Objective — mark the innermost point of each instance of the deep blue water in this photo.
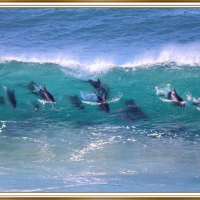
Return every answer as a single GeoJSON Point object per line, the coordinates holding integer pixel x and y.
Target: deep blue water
{"type": "Point", "coordinates": [138, 54]}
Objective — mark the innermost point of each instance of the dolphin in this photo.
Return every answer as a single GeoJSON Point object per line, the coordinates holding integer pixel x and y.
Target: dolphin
{"type": "Point", "coordinates": [35, 105]}
{"type": "Point", "coordinates": [95, 84]}
{"type": "Point", "coordinates": [178, 101]}
{"type": "Point", "coordinates": [11, 97]}
{"type": "Point", "coordinates": [46, 95]}
{"type": "Point", "coordinates": [101, 91]}
{"type": "Point", "coordinates": [103, 105]}
{"type": "Point", "coordinates": [34, 88]}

□ □ □

◆ **Your task**
Skip the images and set down the rest of the data unchanged.

◆ **The answer**
Objective — mark the innermost point of each instance of the deep blue water in this photo.
Return every answer as a single GeoJSON Point object per line, the coordinates holding integer pixel x and y.
Target: deep blue water
{"type": "Point", "coordinates": [138, 54]}
Objective — mark the innermost point of each instance of the dolphin in this photo.
Return every answer as a single GeoJSON Point object per line, the coordinates holding integer pixel x and y.
Target: dolphin
{"type": "Point", "coordinates": [35, 105]}
{"type": "Point", "coordinates": [95, 84]}
{"type": "Point", "coordinates": [178, 101]}
{"type": "Point", "coordinates": [11, 97]}
{"type": "Point", "coordinates": [46, 95]}
{"type": "Point", "coordinates": [101, 91]}
{"type": "Point", "coordinates": [103, 105]}
{"type": "Point", "coordinates": [34, 88]}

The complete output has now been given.